- **Work to complete**:
A: Answer these questions using the trekking pole review:
(i) How many poles were reviewed in the 2006 Carbon Fiber Trekking Pole Review Summary and Gear Guide?
(ii) What kind of tip do the Lightrek 3 poles use?
(iii) What is the weight of the Lightrek 3 poles in grams at a 125-centimeter length?
B: Write a continuation of the trekking pole review, starting after its final line.

- **Document passage**:
━━━━━━━━━━━━━━━━━━━━━━━━━━━━━━

Gossamer Gear Lightrek 3 Trekking Pole Review


The previous generation 2006 Gossamer Gear Lightrek pole was a staff favorite and received the highest rating among fourteen poles reviewed in our 2006 Carbon Fiber Trekking Pole Review Summary and Gear Guide. They were comfortable to use, had excellent grips, and were incredibly light. However, the Gossamer Gear poles did have some drawbacks - they were more flexible than other poles and had a bad habit of losing baskets on the trail.

The new Gossamer Gear Lightrek 3 poles address both of these concerns and have some major improvements over the previous model. The poles feature all-new shafts that are made of tapered carbon fiber that are both larger in diameter and significantly stiffer than the previous models. They use the same excellent grips but a better Leki-style tip is used. The best news about all of this is that the weight remains exactly the same as the previous Lightrek (2.8 ounces in a 125-centimeter length), making these poles the lightest on the market once again.

What's Good

  • Much stiffer than previous Lightrek poles and comparable to other poles on the market.
  • Excellent vibration damping and a comfortable amount of shock absorbing flex.
  • The lightest poles on the market at 2.8 ounces (79 grams) in a 125-centimeter length.

━━━━━━━━━━━━━━━━━━━━━━━━━━━━━━

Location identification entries

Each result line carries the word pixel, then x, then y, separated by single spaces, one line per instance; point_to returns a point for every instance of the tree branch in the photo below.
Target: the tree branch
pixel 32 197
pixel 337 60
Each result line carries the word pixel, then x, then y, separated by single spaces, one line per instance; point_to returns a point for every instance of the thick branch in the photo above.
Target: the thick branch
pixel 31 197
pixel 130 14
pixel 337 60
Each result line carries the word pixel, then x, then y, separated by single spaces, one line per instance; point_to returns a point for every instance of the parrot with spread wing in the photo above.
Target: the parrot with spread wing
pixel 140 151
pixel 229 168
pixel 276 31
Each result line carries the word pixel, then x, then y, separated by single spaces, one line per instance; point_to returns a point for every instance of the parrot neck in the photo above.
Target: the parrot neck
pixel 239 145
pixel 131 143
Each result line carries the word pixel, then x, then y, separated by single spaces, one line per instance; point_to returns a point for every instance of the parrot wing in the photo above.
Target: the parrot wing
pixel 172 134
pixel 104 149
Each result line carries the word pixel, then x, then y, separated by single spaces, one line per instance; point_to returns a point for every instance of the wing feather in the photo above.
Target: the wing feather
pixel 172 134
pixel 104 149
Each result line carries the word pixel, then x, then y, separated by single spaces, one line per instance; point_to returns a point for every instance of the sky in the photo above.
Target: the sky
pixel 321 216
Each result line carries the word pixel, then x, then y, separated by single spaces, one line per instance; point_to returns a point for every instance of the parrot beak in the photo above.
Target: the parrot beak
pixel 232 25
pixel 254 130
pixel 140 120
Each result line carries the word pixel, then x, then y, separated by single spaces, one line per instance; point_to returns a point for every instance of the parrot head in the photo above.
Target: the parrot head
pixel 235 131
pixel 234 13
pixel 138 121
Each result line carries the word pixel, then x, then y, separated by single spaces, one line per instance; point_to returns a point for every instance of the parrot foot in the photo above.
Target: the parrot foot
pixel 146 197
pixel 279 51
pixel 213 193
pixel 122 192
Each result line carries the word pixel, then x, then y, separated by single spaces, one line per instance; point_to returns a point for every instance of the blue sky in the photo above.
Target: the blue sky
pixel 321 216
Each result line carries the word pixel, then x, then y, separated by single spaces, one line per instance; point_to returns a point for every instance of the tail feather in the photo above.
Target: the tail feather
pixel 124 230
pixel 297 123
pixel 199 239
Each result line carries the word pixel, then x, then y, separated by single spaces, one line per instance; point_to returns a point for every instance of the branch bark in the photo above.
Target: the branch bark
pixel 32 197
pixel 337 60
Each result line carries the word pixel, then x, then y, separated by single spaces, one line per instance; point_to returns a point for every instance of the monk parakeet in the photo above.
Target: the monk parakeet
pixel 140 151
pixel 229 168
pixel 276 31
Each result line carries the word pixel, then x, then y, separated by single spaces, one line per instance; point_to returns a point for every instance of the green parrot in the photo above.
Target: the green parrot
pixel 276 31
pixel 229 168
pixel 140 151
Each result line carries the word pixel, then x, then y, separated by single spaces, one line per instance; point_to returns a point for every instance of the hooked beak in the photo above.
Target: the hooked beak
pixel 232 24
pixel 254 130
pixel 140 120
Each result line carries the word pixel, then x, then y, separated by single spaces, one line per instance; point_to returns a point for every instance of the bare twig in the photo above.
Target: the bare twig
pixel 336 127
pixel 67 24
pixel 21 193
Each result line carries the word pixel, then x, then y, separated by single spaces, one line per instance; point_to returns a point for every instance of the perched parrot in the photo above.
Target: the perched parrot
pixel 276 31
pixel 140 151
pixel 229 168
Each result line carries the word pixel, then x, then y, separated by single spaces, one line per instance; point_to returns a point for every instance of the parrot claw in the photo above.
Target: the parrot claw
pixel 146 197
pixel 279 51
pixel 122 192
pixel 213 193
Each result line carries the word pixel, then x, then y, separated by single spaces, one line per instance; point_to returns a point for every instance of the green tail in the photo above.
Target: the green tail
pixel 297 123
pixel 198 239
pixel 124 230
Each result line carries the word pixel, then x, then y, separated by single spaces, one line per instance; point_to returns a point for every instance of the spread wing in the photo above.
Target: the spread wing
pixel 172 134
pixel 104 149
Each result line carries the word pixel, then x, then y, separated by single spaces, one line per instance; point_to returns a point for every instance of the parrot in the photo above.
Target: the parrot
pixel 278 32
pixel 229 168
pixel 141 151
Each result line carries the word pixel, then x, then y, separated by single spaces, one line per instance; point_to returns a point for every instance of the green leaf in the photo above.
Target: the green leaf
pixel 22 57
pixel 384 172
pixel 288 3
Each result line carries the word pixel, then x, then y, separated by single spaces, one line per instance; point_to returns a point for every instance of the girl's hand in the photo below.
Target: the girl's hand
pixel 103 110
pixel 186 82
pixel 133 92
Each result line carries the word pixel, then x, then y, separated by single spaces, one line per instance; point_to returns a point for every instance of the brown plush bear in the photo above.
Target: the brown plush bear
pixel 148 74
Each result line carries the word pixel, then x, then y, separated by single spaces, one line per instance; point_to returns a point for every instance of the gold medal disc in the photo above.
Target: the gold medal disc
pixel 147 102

━━━━━━━━━━━━━━━━━━━━━━━━━━━━━━

- **Answers provided**:
A:
(i) Fourteen.
(ii) A Leki-style tip.
(iii) 79 grams.

B:
  • Molded EVA "Kork-o-lon" grips are comfortable and offer multiple hand positions.
  • Use common Leki-style screw-on baskets.

What's Not So Good

  • $130 is more expensive than previous Lightrek models (but comparable to other carbon trekking poles).
  • Not as stiff as some other trekking poles.



2008 Gossamer Gear Lightrek 3 Trekking Poles



  Shaft Material

Carbon fiber


Carbide Flex Tip


Molded EVA foam; wrist loops optional

  Grip Size


Per Pole (without baskets)

2.8 oz (79 g) measured weight, 125 cm length;
manufacturer’s specification: 2.5 oz (71 g)

  Pole Length

Fixed: 41-53 in (105-135 cm)

  Baskets Included? - Yes

2.1 inch baskets weighing 0.4 oz (11 g) each

  Basket Type

Leki-style screw on




The Gossamer Gear Lightrek 3 are fixed length trekking poles. Since the first generation Lightrek, Gossamer Gear has held the title of “lightest trekking pole”, and at 2.8 ounces in the 125-centimeter length, the Lightrek 3 continues this tradition. While previous Lightrek poles were too flexible for some users and tended to be on the fragile side, the new Lightrek poles tackle this and other issues, all while retaining their ultralight weight.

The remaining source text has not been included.